◆ SOURCE DOCUMENT:
+---+

It is a point of pride with AS220: the hundreds of shows it puts on each year beckon audiences of all ages and circumstances. By 1998, however, as AS220 itself began to mature, its leaders realized that behind that boast, youths comprised only 8 percent of its audience and artists. AS220 had a road show that intermittently toured Rhode Island middle and high schools, but it was time to do more. With support from the The Wallace Foundation, it embarked on a campaign to triple the percentage of youths among its audiences and performers.

It already hosted a youth leadership initiative and soon established a teen 'zine called the Muse Union. AS220 first worked with a couple of public schools, including the alternative Met School, but soon concentrated its attention on the Rhode Island Training School, five miles down the highway behind a 10-foot fence in Cranston.


Developing photos in the AS 220 Community Darkroom
Photograph by Scott Lapham


Crenca had met an inspiring young poetry teacher named Demian Yattaw who taught at the juvenile facility. He sat in on Yattaw's classes, and in November 1998, AS220 organized arts and community leaders to hear Yattaw's pupils read their poems in public for the first time. They called the event Impact.

It was an electrifying evening. A woman offered to publish the poems at her printing business, and there now have been two such editions and subsequent Impact performances. Arlene Chorney, Ph.D., principal at the Training School, said that night "was our turning point, when we opened ourselves up to the community."

Crenca and his colleagues were hooked, too, and soon he and others were spending every Friday afternoon inside the training school, teaching classes in writing, hip-hop, Afro-Cuban drumming and photography, with support from the Rhode Island Division of Children, Youth and Families.

Prison officials believe the writing and arts classes have improved discipline within the overcrowded facility. But they haven't worked miracles. Last winter two of Yattaw's former students were killed on the streets of Providence. One 17-year old, a community correspondent for AS220's teen magazine, Muzine, was killed after cutting a line outside a club. Another was gunned down in a dispute over drug turf, a day shy of his 19th birthday. National Public Radio listeners knew the latter student and his troubles from his taped contributions to a  "Prison Diaries" series in 2001.

+---+

◆ EXCERPTED RECORDS:

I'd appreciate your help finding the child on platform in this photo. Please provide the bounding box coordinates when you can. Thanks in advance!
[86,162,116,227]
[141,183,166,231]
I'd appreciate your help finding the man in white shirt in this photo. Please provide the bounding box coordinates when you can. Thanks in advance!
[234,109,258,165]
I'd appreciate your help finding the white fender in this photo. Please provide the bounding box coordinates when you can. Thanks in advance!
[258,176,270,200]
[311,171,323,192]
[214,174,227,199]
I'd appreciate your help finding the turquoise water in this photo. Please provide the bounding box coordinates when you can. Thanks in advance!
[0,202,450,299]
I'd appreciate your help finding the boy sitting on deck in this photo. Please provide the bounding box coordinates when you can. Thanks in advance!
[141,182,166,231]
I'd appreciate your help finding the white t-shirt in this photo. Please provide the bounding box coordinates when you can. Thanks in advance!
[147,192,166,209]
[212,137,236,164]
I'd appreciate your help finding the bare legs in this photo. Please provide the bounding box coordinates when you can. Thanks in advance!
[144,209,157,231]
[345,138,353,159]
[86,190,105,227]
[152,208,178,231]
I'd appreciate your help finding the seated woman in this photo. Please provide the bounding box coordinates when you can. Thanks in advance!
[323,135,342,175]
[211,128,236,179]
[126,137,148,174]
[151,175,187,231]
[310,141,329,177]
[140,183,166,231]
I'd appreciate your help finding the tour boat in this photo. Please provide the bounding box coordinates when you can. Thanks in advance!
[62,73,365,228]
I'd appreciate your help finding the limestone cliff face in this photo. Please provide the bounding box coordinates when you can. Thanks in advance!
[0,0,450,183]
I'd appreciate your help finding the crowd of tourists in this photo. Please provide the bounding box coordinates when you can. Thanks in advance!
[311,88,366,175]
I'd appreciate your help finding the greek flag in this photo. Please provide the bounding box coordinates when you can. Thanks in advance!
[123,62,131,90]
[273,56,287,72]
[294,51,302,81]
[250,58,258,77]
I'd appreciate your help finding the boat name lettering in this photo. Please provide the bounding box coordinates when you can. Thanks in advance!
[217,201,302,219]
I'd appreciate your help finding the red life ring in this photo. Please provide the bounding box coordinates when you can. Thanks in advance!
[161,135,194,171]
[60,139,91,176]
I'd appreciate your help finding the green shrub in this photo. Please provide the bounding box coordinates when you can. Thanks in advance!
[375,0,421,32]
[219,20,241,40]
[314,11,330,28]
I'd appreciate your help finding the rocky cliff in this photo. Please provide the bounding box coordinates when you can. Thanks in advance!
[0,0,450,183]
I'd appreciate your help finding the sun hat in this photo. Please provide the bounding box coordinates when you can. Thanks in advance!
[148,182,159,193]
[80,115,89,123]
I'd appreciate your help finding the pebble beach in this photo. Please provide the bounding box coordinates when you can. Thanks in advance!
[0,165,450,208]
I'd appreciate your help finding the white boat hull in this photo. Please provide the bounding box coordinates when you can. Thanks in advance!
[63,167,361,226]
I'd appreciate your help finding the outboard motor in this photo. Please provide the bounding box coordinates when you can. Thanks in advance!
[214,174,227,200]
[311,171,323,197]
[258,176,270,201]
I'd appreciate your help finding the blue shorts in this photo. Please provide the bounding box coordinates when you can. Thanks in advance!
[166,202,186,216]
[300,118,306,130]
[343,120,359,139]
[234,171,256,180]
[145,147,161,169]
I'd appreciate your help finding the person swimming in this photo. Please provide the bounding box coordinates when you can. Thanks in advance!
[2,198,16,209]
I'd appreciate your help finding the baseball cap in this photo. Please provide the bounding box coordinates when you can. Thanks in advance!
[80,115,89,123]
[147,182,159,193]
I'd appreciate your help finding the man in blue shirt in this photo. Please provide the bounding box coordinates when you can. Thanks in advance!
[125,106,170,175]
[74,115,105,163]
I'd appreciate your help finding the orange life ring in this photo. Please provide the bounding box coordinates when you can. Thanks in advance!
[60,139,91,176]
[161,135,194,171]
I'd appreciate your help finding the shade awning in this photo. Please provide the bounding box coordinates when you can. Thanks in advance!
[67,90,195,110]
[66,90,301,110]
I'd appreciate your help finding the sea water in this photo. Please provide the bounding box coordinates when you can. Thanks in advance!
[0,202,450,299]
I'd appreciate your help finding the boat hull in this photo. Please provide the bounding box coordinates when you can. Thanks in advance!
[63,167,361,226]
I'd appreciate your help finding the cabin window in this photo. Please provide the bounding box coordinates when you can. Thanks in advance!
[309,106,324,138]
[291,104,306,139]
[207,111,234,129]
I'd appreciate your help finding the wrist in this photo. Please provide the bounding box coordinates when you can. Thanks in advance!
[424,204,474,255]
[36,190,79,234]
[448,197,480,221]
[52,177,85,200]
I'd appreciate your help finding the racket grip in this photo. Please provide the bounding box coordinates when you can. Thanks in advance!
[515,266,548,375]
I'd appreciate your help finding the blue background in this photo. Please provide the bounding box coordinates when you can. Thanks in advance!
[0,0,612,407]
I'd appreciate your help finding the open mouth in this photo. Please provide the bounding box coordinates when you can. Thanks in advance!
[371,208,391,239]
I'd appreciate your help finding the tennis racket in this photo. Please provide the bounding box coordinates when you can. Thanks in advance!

+---+

◆ STATED TASK 1: Please edit the stretch of the AS220 passage from "Crenca and his" through "Youth and Families.", putting "Saturday morning" in place of "Friday afternoon".
◆ STATED TASK 2: According to the AS220 passage, what name was given to the November 1998 event where Yattaw's pupils first read their poems in public?
The records have nothing to do with the AS220 passage.

◆ EXERCISE RESPONSE 1:
Crenca and his colleagues were hooked, too, and soon he and others were spending every Saturday morning inside the training school, teaching classes in writing, hip-hop, Afro-Cuban drumming and photography, with support from the Rhode Island Division of Children, Youth and Families.

◆ EXERCISE RESPONSE 2: Impact